> The exercise: Find the line containing "Where can the feta". Return it and every line after it, unchanged, up to and including the last line.

────────────────

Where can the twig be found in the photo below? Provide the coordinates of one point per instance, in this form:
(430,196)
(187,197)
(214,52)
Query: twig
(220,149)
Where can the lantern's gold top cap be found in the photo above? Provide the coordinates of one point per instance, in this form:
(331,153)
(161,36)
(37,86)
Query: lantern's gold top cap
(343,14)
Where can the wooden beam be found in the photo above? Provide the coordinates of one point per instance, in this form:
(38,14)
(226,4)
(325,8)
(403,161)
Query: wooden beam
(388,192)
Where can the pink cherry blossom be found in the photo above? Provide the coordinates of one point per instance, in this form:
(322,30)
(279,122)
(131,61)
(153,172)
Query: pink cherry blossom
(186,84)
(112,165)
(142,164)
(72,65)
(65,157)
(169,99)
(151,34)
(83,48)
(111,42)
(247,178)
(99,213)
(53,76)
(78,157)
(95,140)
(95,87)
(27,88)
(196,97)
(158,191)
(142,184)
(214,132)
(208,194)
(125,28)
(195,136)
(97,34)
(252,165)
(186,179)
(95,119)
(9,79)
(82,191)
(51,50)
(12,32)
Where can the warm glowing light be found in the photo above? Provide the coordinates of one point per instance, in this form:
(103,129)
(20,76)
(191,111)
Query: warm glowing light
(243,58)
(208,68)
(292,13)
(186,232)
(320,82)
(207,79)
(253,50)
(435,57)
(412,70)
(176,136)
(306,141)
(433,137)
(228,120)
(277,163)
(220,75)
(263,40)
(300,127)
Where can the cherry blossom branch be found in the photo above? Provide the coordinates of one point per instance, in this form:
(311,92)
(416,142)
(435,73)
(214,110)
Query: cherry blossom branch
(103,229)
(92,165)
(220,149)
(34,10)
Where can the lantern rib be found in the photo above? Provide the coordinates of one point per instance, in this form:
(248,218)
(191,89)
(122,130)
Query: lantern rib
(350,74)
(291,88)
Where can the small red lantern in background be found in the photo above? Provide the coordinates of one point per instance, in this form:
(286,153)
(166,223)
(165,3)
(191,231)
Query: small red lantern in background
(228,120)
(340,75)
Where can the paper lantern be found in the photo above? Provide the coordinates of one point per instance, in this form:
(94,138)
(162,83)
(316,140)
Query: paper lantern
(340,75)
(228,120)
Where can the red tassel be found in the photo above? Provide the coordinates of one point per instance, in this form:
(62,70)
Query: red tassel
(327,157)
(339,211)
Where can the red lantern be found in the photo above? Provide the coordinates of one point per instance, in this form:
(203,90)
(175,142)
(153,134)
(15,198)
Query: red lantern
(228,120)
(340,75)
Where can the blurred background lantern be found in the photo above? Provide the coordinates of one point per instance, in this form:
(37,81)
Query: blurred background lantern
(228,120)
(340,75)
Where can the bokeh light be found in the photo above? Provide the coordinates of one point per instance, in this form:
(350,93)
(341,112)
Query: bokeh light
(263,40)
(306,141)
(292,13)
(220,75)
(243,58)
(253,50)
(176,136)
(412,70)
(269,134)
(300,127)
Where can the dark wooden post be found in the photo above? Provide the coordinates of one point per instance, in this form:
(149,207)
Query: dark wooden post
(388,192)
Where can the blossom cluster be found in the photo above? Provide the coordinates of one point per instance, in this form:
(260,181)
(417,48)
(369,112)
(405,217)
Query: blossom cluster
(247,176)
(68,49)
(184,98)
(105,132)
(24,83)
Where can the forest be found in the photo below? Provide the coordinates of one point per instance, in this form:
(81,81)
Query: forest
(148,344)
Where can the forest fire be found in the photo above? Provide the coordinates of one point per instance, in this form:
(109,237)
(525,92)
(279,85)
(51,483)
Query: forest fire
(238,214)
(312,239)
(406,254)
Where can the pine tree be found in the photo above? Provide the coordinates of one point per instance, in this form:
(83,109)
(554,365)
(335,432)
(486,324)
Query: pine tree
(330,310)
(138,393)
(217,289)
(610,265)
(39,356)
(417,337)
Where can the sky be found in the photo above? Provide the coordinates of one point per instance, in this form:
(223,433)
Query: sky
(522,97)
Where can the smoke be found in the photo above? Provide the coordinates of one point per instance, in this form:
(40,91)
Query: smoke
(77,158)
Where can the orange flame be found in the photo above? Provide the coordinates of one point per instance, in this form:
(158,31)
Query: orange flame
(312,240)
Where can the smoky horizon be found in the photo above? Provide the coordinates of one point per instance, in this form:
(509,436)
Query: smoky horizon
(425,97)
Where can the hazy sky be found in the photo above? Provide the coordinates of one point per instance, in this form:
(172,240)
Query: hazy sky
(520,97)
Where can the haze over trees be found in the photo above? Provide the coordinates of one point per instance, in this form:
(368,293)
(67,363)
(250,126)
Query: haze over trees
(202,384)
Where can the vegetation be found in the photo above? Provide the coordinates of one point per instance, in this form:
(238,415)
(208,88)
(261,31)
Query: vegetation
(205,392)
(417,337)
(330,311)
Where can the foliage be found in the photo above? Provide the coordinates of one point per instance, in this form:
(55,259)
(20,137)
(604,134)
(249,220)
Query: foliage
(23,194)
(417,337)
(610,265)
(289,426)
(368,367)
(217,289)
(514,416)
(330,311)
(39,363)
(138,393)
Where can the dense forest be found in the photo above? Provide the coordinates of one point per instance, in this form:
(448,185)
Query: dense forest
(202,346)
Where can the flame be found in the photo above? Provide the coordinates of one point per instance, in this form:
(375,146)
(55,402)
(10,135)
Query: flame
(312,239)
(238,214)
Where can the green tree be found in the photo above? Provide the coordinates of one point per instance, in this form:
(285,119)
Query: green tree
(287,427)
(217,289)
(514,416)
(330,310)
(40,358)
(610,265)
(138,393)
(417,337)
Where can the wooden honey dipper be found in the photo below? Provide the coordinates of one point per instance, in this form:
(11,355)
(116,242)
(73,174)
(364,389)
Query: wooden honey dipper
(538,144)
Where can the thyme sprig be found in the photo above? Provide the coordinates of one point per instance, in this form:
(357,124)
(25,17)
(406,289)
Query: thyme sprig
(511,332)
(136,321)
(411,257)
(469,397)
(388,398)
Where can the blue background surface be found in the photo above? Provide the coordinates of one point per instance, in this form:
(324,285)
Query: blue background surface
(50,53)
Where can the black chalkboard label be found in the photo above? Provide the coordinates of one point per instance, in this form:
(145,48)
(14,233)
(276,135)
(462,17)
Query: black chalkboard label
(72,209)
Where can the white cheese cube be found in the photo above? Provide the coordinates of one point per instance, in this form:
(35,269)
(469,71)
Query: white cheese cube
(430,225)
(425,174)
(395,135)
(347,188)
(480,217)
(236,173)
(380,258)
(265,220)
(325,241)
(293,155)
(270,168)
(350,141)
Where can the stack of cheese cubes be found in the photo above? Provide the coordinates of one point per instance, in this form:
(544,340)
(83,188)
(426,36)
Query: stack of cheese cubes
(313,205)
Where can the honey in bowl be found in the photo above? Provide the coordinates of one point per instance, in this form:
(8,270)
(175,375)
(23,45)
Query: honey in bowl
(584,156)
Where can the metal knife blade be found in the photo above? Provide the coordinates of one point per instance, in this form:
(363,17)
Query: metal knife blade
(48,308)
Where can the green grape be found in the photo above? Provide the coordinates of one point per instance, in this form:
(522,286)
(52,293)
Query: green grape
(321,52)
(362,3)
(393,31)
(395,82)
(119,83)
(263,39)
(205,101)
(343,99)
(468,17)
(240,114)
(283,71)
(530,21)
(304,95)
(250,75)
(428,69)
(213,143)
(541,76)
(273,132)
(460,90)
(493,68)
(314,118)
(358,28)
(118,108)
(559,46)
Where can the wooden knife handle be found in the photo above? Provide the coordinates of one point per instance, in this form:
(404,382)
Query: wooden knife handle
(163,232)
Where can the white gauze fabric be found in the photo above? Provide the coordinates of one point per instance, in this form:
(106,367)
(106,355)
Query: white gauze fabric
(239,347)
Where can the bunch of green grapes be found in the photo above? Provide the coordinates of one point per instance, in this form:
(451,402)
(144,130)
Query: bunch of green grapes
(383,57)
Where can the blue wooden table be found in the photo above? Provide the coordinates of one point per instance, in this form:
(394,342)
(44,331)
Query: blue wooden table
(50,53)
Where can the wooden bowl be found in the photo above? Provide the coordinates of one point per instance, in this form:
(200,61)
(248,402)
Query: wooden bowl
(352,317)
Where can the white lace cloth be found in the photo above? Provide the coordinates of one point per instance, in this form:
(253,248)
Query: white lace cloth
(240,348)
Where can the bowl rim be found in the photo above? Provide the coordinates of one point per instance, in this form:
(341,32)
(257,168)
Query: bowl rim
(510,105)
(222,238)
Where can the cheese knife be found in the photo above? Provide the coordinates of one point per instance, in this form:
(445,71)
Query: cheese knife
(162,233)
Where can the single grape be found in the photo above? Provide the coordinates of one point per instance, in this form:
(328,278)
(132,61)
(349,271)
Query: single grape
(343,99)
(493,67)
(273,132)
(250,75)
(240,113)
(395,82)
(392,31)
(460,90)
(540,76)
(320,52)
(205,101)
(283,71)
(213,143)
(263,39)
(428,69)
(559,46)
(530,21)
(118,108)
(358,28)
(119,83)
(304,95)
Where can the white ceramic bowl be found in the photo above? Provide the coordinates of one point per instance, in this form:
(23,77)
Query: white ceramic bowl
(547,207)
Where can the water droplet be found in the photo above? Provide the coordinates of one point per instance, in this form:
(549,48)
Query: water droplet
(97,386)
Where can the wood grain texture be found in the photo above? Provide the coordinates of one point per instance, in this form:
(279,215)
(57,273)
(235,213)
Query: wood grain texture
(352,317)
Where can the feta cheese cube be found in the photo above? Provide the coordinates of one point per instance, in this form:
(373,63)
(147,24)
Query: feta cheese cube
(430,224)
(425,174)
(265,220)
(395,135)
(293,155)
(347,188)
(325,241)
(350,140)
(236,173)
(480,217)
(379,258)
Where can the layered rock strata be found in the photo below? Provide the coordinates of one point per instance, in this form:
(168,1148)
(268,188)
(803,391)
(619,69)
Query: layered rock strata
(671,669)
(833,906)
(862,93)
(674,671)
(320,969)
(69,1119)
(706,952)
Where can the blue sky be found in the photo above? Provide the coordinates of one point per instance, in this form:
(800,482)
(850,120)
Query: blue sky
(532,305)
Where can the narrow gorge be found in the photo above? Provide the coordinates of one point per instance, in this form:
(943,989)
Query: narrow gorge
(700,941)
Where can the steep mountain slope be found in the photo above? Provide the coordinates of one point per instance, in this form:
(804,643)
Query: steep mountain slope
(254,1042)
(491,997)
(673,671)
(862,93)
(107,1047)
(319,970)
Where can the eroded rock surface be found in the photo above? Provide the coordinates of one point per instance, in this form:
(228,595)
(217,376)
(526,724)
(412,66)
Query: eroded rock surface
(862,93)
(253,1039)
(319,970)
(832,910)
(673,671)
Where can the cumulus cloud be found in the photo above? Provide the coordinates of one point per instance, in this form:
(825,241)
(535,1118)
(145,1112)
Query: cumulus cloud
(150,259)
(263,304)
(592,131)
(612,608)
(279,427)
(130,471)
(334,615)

────────────────

> Problem solution:
Where can the feta cheese cube be found in the photo above? Provide the coordinates of one point per instance, in this form:
(373,63)
(147,24)
Query: feta cheese cube
(430,224)
(425,174)
(265,220)
(395,135)
(293,155)
(347,188)
(325,241)
(350,140)
(236,173)
(480,217)
(379,258)
Where can the layered rock strata be found in the photo below? Provide the coordinates of one point per instance, in this form:
(168,1148)
(268,188)
(803,391)
(619,69)
Query: layered rock strata
(671,669)
(833,906)
(862,93)
(674,671)
(320,969)
(69,1119)
(706,952)
Where can the blue sky be found in the photo above? Provide the coordinates of one point per instance, in this form:
(800,482)
(850,120)
Query: blue sky
(532,305)
Where can the narrow gorge be found in the photo above? Provide the coordinates of one point per instance, in this form:
(943,989)
Query: narrow gorge
(700,941)
Where can the steep mountain slope be found in the photo above? Provide the coordinates of one point per instance, in this form:
(804,643)
Query: steep mountain slope
(254,1042)
(491,997)
(673,671)
(862,93)
(107,1047)
(319,970)
Where can the eroded rock surface be found in the photo above? Provide the coordinates of one point per instance, in this form:
(228,595)
(217,376)
(526,724)
(412,66)
Query: eroded rock surface
(862,93)
(253,1039)
(319,970)
(832,910)
(673,671)
Where can the cumulus cloud be found in the photo above? Provide the coordinates of one point per instance, in this form:
(825,241)
(535,1118)
(145,1112)
Query: cumulus cloud
(150,259)
(263,304)
(592,131)
(612,608)
(279,427)
(130,471)
(334,615)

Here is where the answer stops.